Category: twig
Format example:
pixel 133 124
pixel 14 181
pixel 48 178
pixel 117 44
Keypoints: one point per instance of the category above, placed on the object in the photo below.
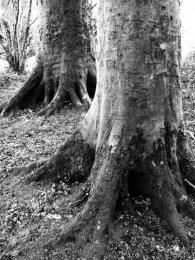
pixel 189 183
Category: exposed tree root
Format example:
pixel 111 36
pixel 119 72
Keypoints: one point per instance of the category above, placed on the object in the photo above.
pixel 72 162
pixel 26 94
pixel 90 226
pixel 53 90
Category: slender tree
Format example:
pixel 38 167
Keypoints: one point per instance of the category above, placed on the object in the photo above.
pixel 133 132
pixel 15 23
pixel 63 61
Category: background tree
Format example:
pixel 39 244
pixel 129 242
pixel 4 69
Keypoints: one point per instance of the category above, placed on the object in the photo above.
pixel 132 139
pixel 64 58
pixel 15 24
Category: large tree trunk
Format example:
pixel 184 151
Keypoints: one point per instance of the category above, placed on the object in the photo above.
pixel 65 57
pixel 134 126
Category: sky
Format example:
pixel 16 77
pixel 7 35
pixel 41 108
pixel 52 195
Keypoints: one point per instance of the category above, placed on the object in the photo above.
pixel 188 26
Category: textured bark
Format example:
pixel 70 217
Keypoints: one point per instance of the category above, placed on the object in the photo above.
pixel 135 123
pixel 66 56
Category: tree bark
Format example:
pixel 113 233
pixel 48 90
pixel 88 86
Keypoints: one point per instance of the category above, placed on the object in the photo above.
pixel 135 123
pixel 66 57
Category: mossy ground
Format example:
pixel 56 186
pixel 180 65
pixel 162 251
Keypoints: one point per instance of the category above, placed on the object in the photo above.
pixel 29 211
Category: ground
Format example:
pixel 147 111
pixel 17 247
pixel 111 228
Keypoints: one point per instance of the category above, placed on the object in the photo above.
pixel 29 210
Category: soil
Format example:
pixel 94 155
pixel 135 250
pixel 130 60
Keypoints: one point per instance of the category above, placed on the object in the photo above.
pixel 28 211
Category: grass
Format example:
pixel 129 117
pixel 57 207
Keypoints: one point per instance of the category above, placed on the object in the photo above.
pixel 29 211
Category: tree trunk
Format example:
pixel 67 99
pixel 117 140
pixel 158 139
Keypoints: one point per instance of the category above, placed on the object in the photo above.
pixel 135 123
pixel 65 56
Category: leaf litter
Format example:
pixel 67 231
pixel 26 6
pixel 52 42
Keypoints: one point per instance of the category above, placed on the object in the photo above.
================================
**Required work**: Rewrite all the lines above, replacing every "Format example" with "Sample format" and changing nothing else. Leave the pictures out of your answer.

**The output**:
Category: twig
Sample format:
pixel 133 124
pixel 14 181
pixel 48 178
pixel 117 44
Keypoints: one point per instance of the category above, placed on the object in the photo below.
pixel 189 183
Category: exposed tree root
Sample format:
pixel 111 36
pixel 119 72
Keypoints: one point per instance of the category above, placed on the object in the photo above.
pixel 72 162
pixel 26 94
pixel 90 226
pixel 53 90
Category: slender tree
Sample format:
pixel 38 167
Keypoints: one point per instance of the category above, placed on the object in the photo above.
pixel 133 132
pixel 15 23
pixel 63 61
Category: background tree
Sample format:
pixel 39 244
pixel 129 242
pixel 4 69
Keypoints: one point per instance of the category above, placed on the object in the photo above.
pixel 132 139
pixel 64 58
pixel 15 24
Category: large tree trunk
Sample format:
pixel 184 151
Keypoints: one point per instance of the category above, placed on the object in the photo above.
pixel 65 57
pixel 134 126
Category: sky
Sample format:
pixel 16 77
pixel 7 35
pixel 41 108
pixel 52 195
Keypoints: one point per instance of the category above, placed on the object in the photo above.
pixel 188 26
Category: textured bark
Sample format:
pixel 70 217
Keypoints: one point per instance of the category above, placed on the object in the photo above.
pixel 135 123
pixel 66 56
Category: tree bark
Sample format:
pixel 113 233
pixel 48 90
pixel 88 86
Keypoints: one point per instance of the category above, placed on the object in the photo above.
pixel 135 123
pixel 66 57
Category: mossy ground
Sample format:
pixel 56 186
pixel 180 65
pixel 162 251
Keypoints: one point per instance of the category above, placed on the object in the photo above.
pixel 29 211
Category: ground
Sample format:
pixel 147 111
pixel 17 247
pixel 111 228
Keypoints: one point per instance of the category above, placed on the object in the photo above.
pixel 29 210
Category: soil
Sample format:
pixel 94 155
pixel 135 250
pixel 130 60
Keypoints: one point per instance of the category above, placed on the object in the photo above.
pixel 28 211
Category: grass
Sample format:
pixel 129 117
pixel 57 207
Keypoints: one point per instance of the category above, placed on the object in the photo above.
pixel 29 211
Category: tree trunk
Sample format:
pixel 67 99
pixel 117 140
pixel 158 139
Keypoints: one point per instance of the category above, placed on the object in the photo above.
pixel 135 123
pixel 65 56
Category: leaf litter
Sample format:
pixel 67 231
pixel 26 6
pixel 52 42
Keypoints: one point per instance of the category above, placed on the object in the photo above.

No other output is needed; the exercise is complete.